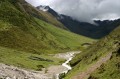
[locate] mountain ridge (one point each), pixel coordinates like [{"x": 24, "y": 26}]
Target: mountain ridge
[{"x": 95, "y": 31}]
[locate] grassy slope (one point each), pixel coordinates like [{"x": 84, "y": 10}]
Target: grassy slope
[
  {"x": 22, "y": 35},
  {"x": 88, "y": 57}
]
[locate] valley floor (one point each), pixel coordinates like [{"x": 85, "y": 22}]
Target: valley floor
[
  {"x": 85, "y": 74},
  {"x": 11, "y": 72}
]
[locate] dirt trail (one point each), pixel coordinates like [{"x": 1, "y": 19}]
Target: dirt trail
[
  {"x": 11, "y": 72},
  {"x": 91, "y": 69}
]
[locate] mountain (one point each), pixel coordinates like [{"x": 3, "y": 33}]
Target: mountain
[
  {"x": 99, "y": 61},
  {"x": 27, "y": 33},
  {"x": 101, "y": 29}
]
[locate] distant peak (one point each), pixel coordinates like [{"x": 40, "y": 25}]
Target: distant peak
[{"x": 43, "y": 8}]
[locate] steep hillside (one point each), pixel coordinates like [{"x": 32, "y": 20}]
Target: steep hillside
[
  {"x": 89, "y": 57},
  {"x": 101, "y": 29},
  {"x": 26, "y": 33}
]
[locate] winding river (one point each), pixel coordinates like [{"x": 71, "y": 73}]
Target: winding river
[{"x": 65, "y": 64}]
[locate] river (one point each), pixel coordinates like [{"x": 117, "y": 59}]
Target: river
[{"x": 69, "y": 57}]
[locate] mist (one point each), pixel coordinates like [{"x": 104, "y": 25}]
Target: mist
[{"x": 84, "y": 10}]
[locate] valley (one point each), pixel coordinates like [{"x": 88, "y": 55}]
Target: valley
[
  {"x": 50, "y": 72},
  {"x": 36, "y": 42}
]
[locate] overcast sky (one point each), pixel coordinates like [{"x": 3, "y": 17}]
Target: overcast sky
[{"x": 84, "y": 10}]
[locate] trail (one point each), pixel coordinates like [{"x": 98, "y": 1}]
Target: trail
[
  {"x": 12, "y": 72},
  {"x": 86, "y": 74}
]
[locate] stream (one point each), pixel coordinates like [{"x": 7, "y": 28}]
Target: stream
[{"x": 65, "y": 64}]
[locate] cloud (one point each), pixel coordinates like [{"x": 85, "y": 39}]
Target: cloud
[{"x": 84, "y": 10}]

# [Your task]
Reproduce the lines of the entries above exactly, but only from the line containing "[locate] steep hillside" through the final line.

# [Problem solution]
[locate] steep hillside (one point each), pixel coordinates like [{"x": 32, "y": 20}]
Target: steep hillside
[
  {"x": 89, "y": 57},
  {"x": 101, "y": 29},
  {"x": 26, "y": 33}
]
[locate] winding river (one point each), pixel coordinates like [{"x": 71, "y": 73}]
Target: winding river
[{"x": 65, "y": 64}]
[locate] river (one point each), pixel coordinates like [{"x": 117, "y": 59}]
Target: river
[{"x": 69, "y": 57}]
[locate] mist (one point each), pixel coordinates like [{"x": 104, "y": 25}]
Target: mist
[{"x": 84, "y": 10}]
[locate] valley (one point each), pixel coordinates like [{"x": 88, "y": 55}]
Target: valley
[
  {"x": 50, "y": 72},
  {"x": 36, "y": 42}
]
[locate] overcast sky (one point each), pixel coordinates like [{"x": 3, "y": 17}]
Target: overcast sky
[{"x": 84, "y": 10}]
[locate] trail (one point each), pixel coordinates like [{"x": 98, "y": 1}]
Target: trail
[
  {"x": 12, "y": 72},
  {"x": 86, "y": 74}
]
[locate] stream (one point each), pixel coordinates like [{"x": 7, "y": 28}]
Target: stream
[{"x": 65, "y": 64}]
[locate] cloud (one point each), pixel coordinates like [{"x": 85, "y": 39}]
Target: cloud
[{"x": 84, "y": 10}]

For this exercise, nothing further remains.